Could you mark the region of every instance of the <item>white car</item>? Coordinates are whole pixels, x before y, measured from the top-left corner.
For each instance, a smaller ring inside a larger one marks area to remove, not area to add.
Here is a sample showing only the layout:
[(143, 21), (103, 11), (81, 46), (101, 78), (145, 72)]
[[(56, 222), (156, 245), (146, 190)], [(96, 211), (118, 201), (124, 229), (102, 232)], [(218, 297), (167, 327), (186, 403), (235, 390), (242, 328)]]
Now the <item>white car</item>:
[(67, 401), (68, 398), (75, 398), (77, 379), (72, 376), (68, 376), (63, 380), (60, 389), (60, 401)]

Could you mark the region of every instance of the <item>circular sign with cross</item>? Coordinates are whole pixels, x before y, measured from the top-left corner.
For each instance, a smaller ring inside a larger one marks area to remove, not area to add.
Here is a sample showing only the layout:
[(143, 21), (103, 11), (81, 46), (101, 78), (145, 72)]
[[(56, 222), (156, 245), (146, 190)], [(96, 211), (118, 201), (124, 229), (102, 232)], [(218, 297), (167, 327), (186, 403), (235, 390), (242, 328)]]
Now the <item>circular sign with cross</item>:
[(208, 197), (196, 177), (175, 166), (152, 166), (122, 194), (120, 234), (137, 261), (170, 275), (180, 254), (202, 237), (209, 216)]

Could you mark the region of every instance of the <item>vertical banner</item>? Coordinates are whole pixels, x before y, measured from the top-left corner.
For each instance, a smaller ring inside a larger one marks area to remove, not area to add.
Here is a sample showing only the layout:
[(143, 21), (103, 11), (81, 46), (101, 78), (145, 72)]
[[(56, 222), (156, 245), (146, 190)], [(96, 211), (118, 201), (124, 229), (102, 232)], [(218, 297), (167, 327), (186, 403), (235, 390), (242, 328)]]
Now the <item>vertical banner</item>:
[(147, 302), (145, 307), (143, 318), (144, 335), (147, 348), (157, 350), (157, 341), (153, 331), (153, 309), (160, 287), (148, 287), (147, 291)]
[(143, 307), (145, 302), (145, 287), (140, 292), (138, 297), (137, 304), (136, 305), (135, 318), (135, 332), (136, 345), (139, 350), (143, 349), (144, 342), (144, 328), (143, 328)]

....

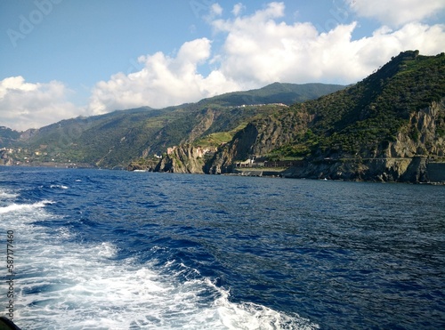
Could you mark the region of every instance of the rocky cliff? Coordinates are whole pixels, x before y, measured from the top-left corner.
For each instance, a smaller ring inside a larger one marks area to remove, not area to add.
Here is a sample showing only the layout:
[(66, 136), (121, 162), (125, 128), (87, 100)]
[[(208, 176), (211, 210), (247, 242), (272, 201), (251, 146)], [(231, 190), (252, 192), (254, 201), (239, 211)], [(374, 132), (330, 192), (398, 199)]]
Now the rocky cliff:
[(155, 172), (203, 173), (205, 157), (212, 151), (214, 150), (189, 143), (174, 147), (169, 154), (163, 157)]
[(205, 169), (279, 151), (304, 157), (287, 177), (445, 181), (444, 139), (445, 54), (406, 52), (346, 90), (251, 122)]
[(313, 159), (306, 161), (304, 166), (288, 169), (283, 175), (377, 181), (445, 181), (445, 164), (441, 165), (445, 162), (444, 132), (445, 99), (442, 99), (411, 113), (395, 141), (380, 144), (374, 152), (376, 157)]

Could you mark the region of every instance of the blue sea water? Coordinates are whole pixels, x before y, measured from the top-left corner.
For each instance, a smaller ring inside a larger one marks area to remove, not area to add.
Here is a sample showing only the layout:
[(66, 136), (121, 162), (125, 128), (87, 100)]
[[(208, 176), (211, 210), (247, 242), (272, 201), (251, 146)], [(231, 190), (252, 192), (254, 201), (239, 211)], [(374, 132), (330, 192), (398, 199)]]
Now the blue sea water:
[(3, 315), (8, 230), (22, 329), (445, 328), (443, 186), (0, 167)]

....

**TASK STATEMENT**
Reproduce without change the lines from the one containing "Could you mark the region of every instance of the blue" through the one containing "186), (0, 167)]", both included.

**ANSWER TO THIS PROBLEM**
Could you mark the region of every instance of the blue sea water? Coordinates are whole pixels, x before y, measured from the top-left corner.
For each instance, a smaller ring inside a larger one marks area to remove, not area to add.
Here is a sample showing only the layout:
[(66, 136), (121, 162), (125, 128), (87, 100)]
[[(208, 176), (211, 210), (247, 242), (272, 201), (251, 146)], [(231, 190), (252, 192), (254, 201), (239, 211)], [(374, 132), (330, 192), (398, 199)]]
Now the blue sea water:
[(3, 315), (8, 230), (22, 329), (445, 328), (443, 186), (0, 167)]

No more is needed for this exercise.